▸ Selected extract:
___

Knowing how transvaginal mesh is constructed can help women implanted with the mesh to understand how it can potentially fail and how that failure can be documented. Polypropylene was first developed in the 1950’s and is made from petroleum. Polypropylene can be molded or extruded and fibers, suture material and mesh are constructed from the material. In its most basic form, polypropylene is fishing line, made from petroleum resin, heated and extruded into long rolls of fiber which are then placed on knitting machines and woven into mesh materials.
Generally, the companies who manufacture transvaginal mesh buy long rolls of fiber from the chemical company and weave it into the form they choose to include in mesh kits. Chemical companies who manufacture the fiber added a medical caution many years ago stating there should be no permanent medical application into the human body or permanent contact with internal body fluids or tissues. Despite that warning, some companies found ways to contract around such a problem by offering the chemical company indemnity in return for the ability to use the resin in any application they chose.

___

▸ Information:

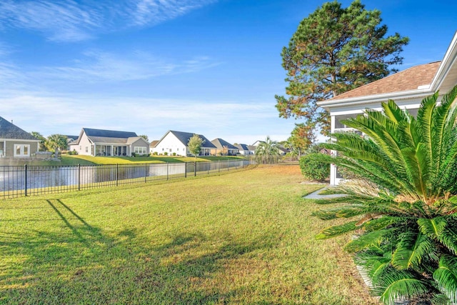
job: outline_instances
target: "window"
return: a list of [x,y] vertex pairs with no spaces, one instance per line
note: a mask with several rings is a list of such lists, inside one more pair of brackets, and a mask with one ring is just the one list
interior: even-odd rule
[[146,147],[140,147],[140,146],[135,146],[135,149],[134,149],[135,154],[146,154]]
[[14,144],[14,156],[30,156],[30,144]]

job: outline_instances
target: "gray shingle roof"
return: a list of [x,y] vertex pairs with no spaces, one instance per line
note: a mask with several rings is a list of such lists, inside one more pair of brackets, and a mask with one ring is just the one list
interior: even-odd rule
[[94,129],[83,128],[87,136],[102,136],[105,138],[133,138],[138,136],[134,132],[116,131],[114,130]]
[[[182,132],[182,131],[176,131],[174,130],[170,130],[169,132],[171,132],[171,134],[174,134],[174,136],[178,138],[178,139],[184,145],[187,146],[187,144],[189,143],[189,139],[191,139],[192,137],[192,136],[194,136],[194,134],[192,134],[191,132]],[[216,147],[214,146],[214,144],[213,144],[211,141],[208,140],[208,139],[206,139],[204,136],[202,136],[201,134],[197,134],[197,136],[199,136],[200,138],[201,138],[201,139],[204,141],[203,144],[201,145],[201,147],[204,147],[206,149],[216,149],[217,147]]]
[[36,138],[0,116],[0,139],[38,141]]
[[220,138],[214,139],[213,141],[211,141],[211,143],[214,144],[214,146],[218,149],[227,148],[228,149],[238,149],[238,147]]

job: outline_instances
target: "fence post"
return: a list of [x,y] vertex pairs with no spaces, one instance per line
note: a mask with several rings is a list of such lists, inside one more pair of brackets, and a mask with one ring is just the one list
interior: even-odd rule
[[24,189],[25,189],[25,195],[27,196],[27,164],[24,164],[24,169],[25,171],[24,174]]

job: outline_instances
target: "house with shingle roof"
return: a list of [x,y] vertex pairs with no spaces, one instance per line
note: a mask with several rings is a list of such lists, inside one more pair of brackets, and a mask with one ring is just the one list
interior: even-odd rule
[[40,141],[0,116],[0,158],[30,157],[39,149]]
[[216,149],[211,150],[211,154],[214,156],[236,156],[239,153],[238,147],[227,142],[223,139],[216,138],[211,141]]
[[86,156],[131,156],[149,154],[149,142],[136,133],[83,128],[71,151]]
[[238,151],[243,156],[247,156],[250,154],[249,148],[246,144],[233,144],[235,146],[238,147]]
[[[381,102],[389,99],[417,114],[424,97],[439,91],[440,97],[457,85],[457,32],[443,60],[421,64],[322,101],[318,104],[330,114],[331,132],[351,131],[340,122],[363,113],[366,109],[381,111]],[[331,166],[331,184],[338,184],[341,176]]]
[[[174,154],[176,156],[191,156],[191,154],[189,150],[187,144],[194,134],[196,134],[169,130],[159,140],[155,147],[152,148],[151,152],[159,155],[171,156]],[[214,149],[216,147],[204,136],[201,134],[197,135],[204,141],[199,156],[209,156],[211,149]]]

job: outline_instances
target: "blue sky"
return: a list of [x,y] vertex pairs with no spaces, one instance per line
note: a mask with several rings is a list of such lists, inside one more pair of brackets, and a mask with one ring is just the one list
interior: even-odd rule
[[[299,121],[275,108],[280,53],[323,2],[1,0],[0,116],[45,136],[88,127],[285,140]],[[400,70],[441,60],[457,29],[457,1],[362,2],[411,39]]]

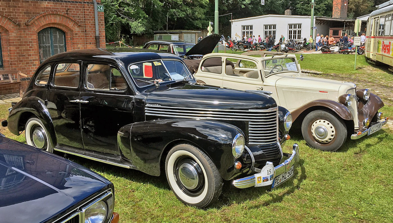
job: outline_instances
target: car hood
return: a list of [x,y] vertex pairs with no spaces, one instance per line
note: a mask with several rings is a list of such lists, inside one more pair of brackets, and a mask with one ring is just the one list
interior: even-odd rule
[[214,50],[214,48],[216,47],[220,39],[221,39],[221,36],[218,34],[207,36],[188,50],[185,56],[205,55],[210,53]]
[[151,89],[146,104],[183,108],[248,110],[277,106],[271,97],[257,92],[245,92],[198,84]]
[[[353,83],[325,79],[303,75],[278,75],[276,82],[277,87],[290,87],[323,91],[338,92],[345,94],[346,91],[356,87]],[[268,77],[269,78],[269,77]]]
[[107,180],[79,166],[0,137],[1,222],[46,222],[107,188]]

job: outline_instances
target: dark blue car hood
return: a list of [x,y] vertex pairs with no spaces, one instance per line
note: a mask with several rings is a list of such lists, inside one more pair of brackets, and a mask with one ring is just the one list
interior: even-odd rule
[[0,222],[39,223],[65,214],[110,183],[88,172],[0,137]]

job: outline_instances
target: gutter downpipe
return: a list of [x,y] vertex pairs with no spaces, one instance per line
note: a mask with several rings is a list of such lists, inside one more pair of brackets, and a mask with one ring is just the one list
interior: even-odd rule
[[100,48],[100,33],[98,32],[98,12],[97,11],[97,1],[93,0],[94,5],[94,23],[95,25],[95,44],[97,48]]

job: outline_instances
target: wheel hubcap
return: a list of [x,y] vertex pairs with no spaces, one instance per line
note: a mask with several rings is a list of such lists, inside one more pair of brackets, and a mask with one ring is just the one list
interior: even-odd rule
[[35,147],[39,149],[44,149],[46,139],[44,129],[40,127],[36,128],[33,132],[32,136],[33,143]]
[[329,143],[336,138],[336,128],[327,120],[318,119],[312,123],[311,132],[314,138],[322,143]]
[[182,184],[189,190],[193,190],[198,186],[198,171],[194,165],[184,163],[179,167],[179,178]]

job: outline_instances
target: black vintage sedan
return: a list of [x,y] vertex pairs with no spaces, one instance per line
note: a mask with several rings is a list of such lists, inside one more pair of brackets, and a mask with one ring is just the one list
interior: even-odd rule
[[0,222],[117,223],[112,183],[0,134]]
[[48,58],[3,125],[49,152],[165,173],[177,198],[199,207],[223,180],[274,188],[293,175],[297,145],[281,149],[291,116],[268,93],[201,86],[177,56],[126,50]]

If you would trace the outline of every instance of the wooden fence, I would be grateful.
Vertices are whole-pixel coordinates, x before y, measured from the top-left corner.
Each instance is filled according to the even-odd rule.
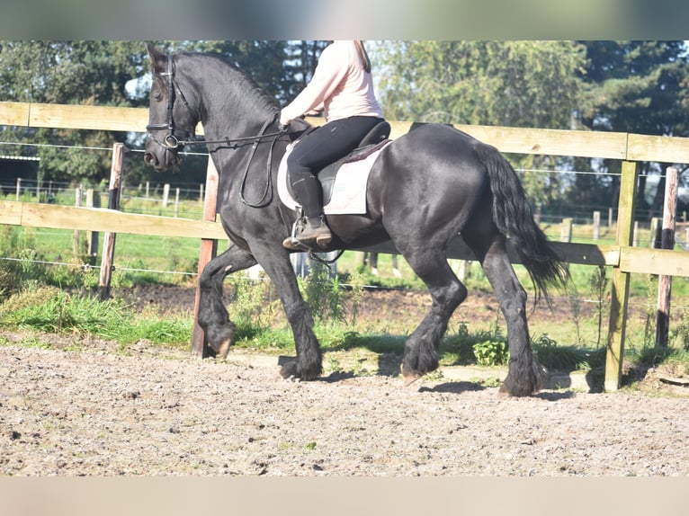
[[[0,102],[0,125],[5,126],[144,132],[148,118],[148,110],[145,108]],[[319,119],[309,121],[322,123]],[[390,125],[391,138],[394,138],[407,132],[411,122],[391,121]],[[608,158],[622,162],[615,244],[552,243],[556,252],[570,263],[604,265],[613,269],[604,387],[606,390],[616,390],[622,377],[630,274],[689,277],[689,254],[632,246],[638,163],[689,164],[689,138],[616,132],[455,127],[505,153]],[[202,128],[198,129],[197,134],[202,134]],[[214,173],[210,163],[207,185],[212,186],[216,181]],[[215,221],[214,213],[204,215],[203,220],[188,220],[102,209],[0,201],[0,224],[200,237],[206,243],[227,239],[219,223]],[[389,244],[365,250],[396,252]],[[208,248],[204,251],[201,247],[201,254],[200,266],[202,266],[210,256]],[[515,262],[519,262],[511,248],[510,257]],[[450,246],[449,258],[471,260],[474,257],[458,236]]]

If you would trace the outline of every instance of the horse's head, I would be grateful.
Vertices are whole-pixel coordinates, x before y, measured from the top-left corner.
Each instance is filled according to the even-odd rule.
[[[173,57],[150,44],[147,49],[152,82],[144,161],[162,172],[180,163],[179,152],[193,137],[198,118],[179,87]]]

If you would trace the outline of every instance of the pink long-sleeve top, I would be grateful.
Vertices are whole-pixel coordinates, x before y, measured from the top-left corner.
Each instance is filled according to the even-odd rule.
[[[373,79],[363,68],[353,41],[334,41],[326,47],[311,81],[282,108],[280,121],[287,124],[321,105],[326,121],[353,116],[383,118]]]

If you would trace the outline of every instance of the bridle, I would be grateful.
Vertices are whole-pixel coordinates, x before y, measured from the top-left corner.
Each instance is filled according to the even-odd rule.
[[[167,55],[167,71],[160,73],[160,76],[167,77],[167,122],[159,123],[159,124],[148,124],[146,126],[146,130],[150,133],[150,131],[154,131],[154,130],[167,129],[168,132],[163,138],[162,142],[158,140],[152,134],[149,134],[148,136],[150,136],[153,141],[155,141],[163,148],[165,148],[166,151],[169,151],[169,152],[179,151],[182,147],[187,145],[225,144],[231,148],[237,148],[238,143],[253,141],[254,145],[252,146],[251,154],[249,155],[249,159],[246,162],[246,169],[244,172],[244,178],[242,179],[240,197],[241,197],[242,202],[244,202],[244,204],[251,208],[263,208],[264,206],[267,206],[271,201],[269,195],[272,191],[271,164],[273,161],[273,148],[275,146],[275,142],[277,141],[278,137],[283,134],[286,134],[288,132],[287,129],[282,129],[282,128],[277,132],[272,132],[272,133],[265,132],[265,129],[268,129],[268,127],[275,121],[275,119],[278,117],[278,113],[276,112],[273,116],[273,118],[265,120],[265,122],[264,122],[264,125],[261,127],[261,130],[255,136],[235,138],[230,138],[228,137],[219,140],[180,139],[174,134],[174,118],[173,115],[173,111],[174,108],[174,99],[176,97],[177,92],[179,92],[179,96],[182,99],[182,102],[184,103],[184,106],[188,108],[189,102],[187,102],[186,98],[184,97],[184,93],[182,92],[182,89],[179,87],[179,85],[177,85],[176,81],[174,80],[174,56],[172,54]],[[249,202],[246,200],[244,195],[244,191],[246,185],[246,178],[248,177],[249,167],[251,165],[251,162],[254,158],[254,156],[256,153],[256,148],[258,147],[258,144],[261,142],[262,139],[270,138],[273,139],[271,142],[271,147],[268,153],[267,180],[265,182],[265,189],[264,190],[264,193],[261,199],[257,202]]]
[[[172,55],[167,56],[167,72],[161,72],[160,76],[167,77],[167,122],[159,124],[148,124],[146,126],[146,130],[150,132],[153,130],[167,129],[168,133],[163,138],[162,142],[158,140],[155,136],[149,136],[153,141],[166,150],[172,151],[174,149],[179,149],[185,145],[192,143],[190,141],[180,140],[174,135],[174,118],[173,117],[173,109],[174,108],[174,98],[176,96],[176,92],[179,91],[180,98],[182,99],[182,102],[184,102],[185,106],[188,107],[189,103],[186,102],[184,93],[182,93],[182,90],[179,89],[179,86],[177,86],[177,84],[174,82],[174,63]]]
[[[169,151],[179,150],[187,145],[226,144],[228,146],[237,147],[237,143],[252,141],[252,140],[255,140],[255,143],[257,144],[263,138],[273,138],[273,137],[277,138],[287,132],[285,129],[280,129],[276,132],[272,132],[272,133],[264,132],[265,129],[268,128],[268,126],[274,121],[275,117],[277,116],[276,114],[275,117],[273,117],[272,120],[267,120],[264,124],[264,126],[261,128],[261,131],[259,132],[259,134],[255,136],[235,138],[230,138],[228,137],[226,137],[223,139],[218,139],[218,140],[180,139],[174,134],[174,118],[173,116],[173,110],[174,108],[174,100],[175,100],[177,92],[179,92],[180,98],[182,99],[182,102],[184,103],[184,106],[189,107],[189,102],[187,102],[186,97],[184,97],[184,93],[183,93],[182,89],[179,87],[179,85],[177,85],[176,81],[174,80],[174,56],[172,54],[167,55],[167,71],[161,72],[159,75],[161,76],[167,77],[167,122],[163,122],[159,124],[148,124],[146,126],[146,130],[150,132],[153,130],[167,129],[168,132],[163,138],[162,142],[158,140],[156,137],[154,137],[152,134],[149,135],[151,138],[153,139],[153,141],[155,141],[161,147],[165,147],[166,150],[169,150]]]

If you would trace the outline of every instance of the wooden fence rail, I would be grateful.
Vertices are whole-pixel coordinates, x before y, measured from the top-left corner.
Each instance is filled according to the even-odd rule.
[[[0,125],[5,126],[144,132],[148,120],[148,110],[146,108],[0,102]],[[308,120],[315,125],[322,123],[320,119]],[[391,138],[405,134],[411,125],[412,122],[391,121]],[[632,246],[634,202],[639,182],[638,162],[689,164],[689,138],[614,132],[455,127],[504,153],[609,158],[622,162],[616,244],[598,245],[553,242],[556,252],[568,262],[604,265],[613,269],[605,389],[616,390],[622,378],[630,274],[640,272],[689,277],[689,254]],[[197,134],[203,134],[202,128],[198,128]],[[211,172],[214,173],[210,164],[209,177]],[[0,224],[188,236],[204,241],[227,239],[214,218],[189,220],[15,201],[0,201]],[[365,250],[396,253],[390,244]],[[203,253],[201,251],[201,254]],[[473,258],[461,236],[452,243],[449,257]],[[511,250],[510,257],[513,262],[518,262],[518,257]]]

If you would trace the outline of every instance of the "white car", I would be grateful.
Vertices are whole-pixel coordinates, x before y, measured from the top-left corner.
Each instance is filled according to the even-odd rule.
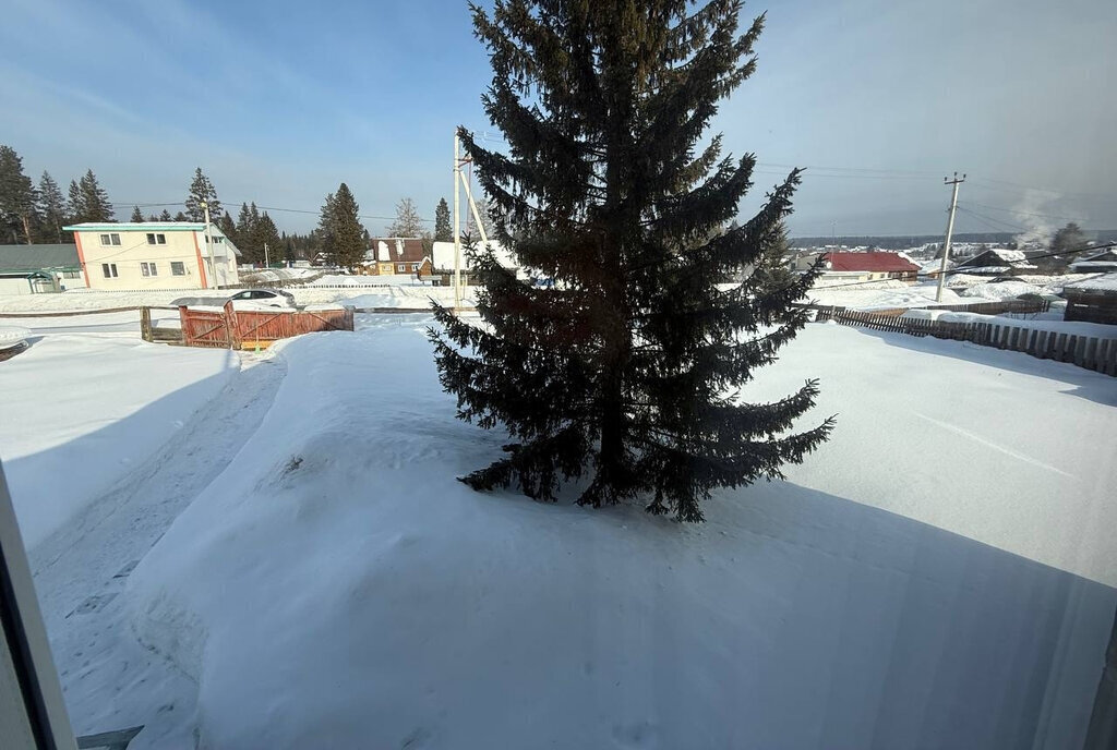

___

▸ Tasks for this exercise:
1: In the passage on transvaginal mesh, why did some mesh makers offer the chemical company indemnity? Answer in one to three sentences.
2: Carry on the passage about how transvaginal mesh is made, starting right after its last sentence.

▸ Task-by-task outputs:
1: The fiber makers had added a medical caution saying the material should not be permanently placed in the human body or left in lasting contact with internal body fluids or tissues. Offering the chemical company indemnity let these mesh makers get around that warning and use the resin in any application they chose.

2:
When transvaginal mesh is constructed from the rolls of fiber, a thermal process is used in order to melt the fiber and allow weaving. It is believed that this melting process can further cause the mesh to degrade. In other words, synthetic mesh suffers continual degradation beginning with the thermal knitting during manufacture, in the package on the shelf and finally inside the human body. If you go back to the original construction, think about fishing line: every spring, after storing a fishing pole and line through the winter months, most fishermen replace the line under the theory that it has degraded and could potentially “snap.” Yet the transvaginal mesh used in surgical POP and SUI surgeries has potentially been sitting on the shelf for many years then is subjected to further degradation through the thermal process.
So, women who have suffered such serious medical issues as chronic pain, discomfort, irritation, inflammation, infection, painful sexual intercourse and nerve injury obviously are aware their transvaginal mesh has failed, but may not know how to prove that fact. One primary way to show failure of a mesh product is to have the explant examined by experts following surgical mesh removal. The mesh can be examined under scanning electron microscopy or Fourier Transform Infrared Spectroscopy (FTIR) in order to analyze and determine whether degradation is present.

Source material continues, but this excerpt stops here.